* **Selected passage**
Windows 2003 Terminal Server not responding after reboots

terminal-serverwindows-server-2003

We have 5 Windows 2003 R2 SP2 Std x64 terminal servers that are set to reboot each night all within 45 mins of each other. Frequently at least one of them will not respond to RDP requests after reboot. If I connect to console I can login just fine. Netstat shows TS listening on 3389 etc. Only way I am able to get them to respond again is to reboot manually.

All terminal servers show the following errors in the event log after reboots (however not all of them arent responding, most work fine post reboot)

Event ID 5719 - Error - Netlogon - This computer was not able to set up a secure session with a domain controller in domain DOMAIN due to the following: There are no logon servers available.

Event ID 4321 - Error - NetBT - The name DOMAIN :1d" could not be registered on the interface with IP address [IP address]. The machine with the IP [IP address of domain controller] did not allow the name to be claimed by this machine.

However, those events show up on the machines that successfully reboot as well. Can someone please assist me with troubleshooting this problem? Like I said, it doesnt happen every time or on every server. Only sometimes are one or two servers. Very frustrating.

Thanks for any assistance!

Best Answer

Sounds like a problem with TS services on the impacted servers. Maybe they're hung, or waiting on a response from the DC that got lost or garbled on the network, or failed to start correctly when the OS booted, etc.

  1. First thing I'd do is set the TS services to delayed start up, in case it's an OS or machine boot issue. It'll set the service to start up after most everything else, so any dependencies should be fully started and there won't be any conflicts with it started at the same time as whatever else.
  2. Failing that, I'd use a scheduled task to restart the service a couple minutes after the OS boots up. (Would take a little bit of guesswork to schedule it right, based on reboot time, machine boot speed and OS load speed.)
  3. Investigate the NICs on the machines? Is it possible that the cause is outdated drivers or firmware, and updated software (like Windows Updates and any other patches you've [hopefully] applied) conflicting with each other from time to time?

* **About this exercise**
Continue the Windows 2003 terminal server thread above, picking up right after its third troubleshooting step.

* **Supplied data**
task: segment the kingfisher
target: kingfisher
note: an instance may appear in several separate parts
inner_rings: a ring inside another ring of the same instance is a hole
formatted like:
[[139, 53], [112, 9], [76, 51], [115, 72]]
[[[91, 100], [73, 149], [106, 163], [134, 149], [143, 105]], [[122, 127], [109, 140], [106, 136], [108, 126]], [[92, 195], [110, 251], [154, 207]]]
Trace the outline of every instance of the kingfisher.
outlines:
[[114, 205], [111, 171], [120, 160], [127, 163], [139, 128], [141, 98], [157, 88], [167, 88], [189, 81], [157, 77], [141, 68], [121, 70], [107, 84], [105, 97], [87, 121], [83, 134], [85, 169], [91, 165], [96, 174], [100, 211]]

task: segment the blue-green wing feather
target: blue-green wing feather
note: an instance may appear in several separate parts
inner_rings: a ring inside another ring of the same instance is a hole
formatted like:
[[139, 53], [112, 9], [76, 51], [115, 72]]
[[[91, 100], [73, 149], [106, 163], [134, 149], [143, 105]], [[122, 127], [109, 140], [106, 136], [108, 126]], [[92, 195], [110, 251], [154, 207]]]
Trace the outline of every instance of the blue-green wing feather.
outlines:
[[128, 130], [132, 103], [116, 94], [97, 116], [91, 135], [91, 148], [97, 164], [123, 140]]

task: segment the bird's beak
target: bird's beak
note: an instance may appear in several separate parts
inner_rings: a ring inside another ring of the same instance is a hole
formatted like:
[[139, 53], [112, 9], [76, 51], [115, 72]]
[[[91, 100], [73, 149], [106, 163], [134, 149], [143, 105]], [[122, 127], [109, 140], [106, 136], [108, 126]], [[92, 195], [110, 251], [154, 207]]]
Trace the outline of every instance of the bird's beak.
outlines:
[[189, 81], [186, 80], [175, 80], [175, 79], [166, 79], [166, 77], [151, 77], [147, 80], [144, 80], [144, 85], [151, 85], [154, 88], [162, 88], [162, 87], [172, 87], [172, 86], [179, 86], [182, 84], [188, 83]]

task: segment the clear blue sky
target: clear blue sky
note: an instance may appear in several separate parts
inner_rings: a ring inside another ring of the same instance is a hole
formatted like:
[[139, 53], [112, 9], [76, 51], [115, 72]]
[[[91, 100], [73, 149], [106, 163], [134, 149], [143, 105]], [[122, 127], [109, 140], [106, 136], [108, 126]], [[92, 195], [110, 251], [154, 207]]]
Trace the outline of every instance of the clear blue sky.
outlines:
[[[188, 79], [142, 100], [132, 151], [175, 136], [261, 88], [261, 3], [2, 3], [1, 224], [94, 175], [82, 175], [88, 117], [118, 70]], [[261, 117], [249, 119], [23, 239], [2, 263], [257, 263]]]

* **Task result**
  4. Failing that (and maybe anyway, to try to resolve the root cause, rather than just alleviate the symptom), I'd do a reinstall (uninstall, install fresh) of the Terminal Services on the impacted servers. I've had this kind of issue, absent EventID 4321 and that usually resolves it, at least when it's a problem with the TS services on the server, and not caused by networking or domain controller issue.
  5. (Maybe do this before #4) Troubleshoot this from the Domain Controller. There is a reason that the Eventlog is telling you the server can't contact a logon server and the Domain Controller isn't allowing the hostname to be assigned to the indicated interface. This can be caused by domain or Domain Controller settings. Look on the DC to see if there are any indications of that. (Don't forget to look for GPO settings, startup scripts and the like too.)
  6. (Maybe do this before #4 too) Troubleshoot this from a networking perspective. Is it possible the network is occasionally mangling the traffic between these servers and the DC, causing the authentication and name assignment problems you're seeing in the server Eventlogs.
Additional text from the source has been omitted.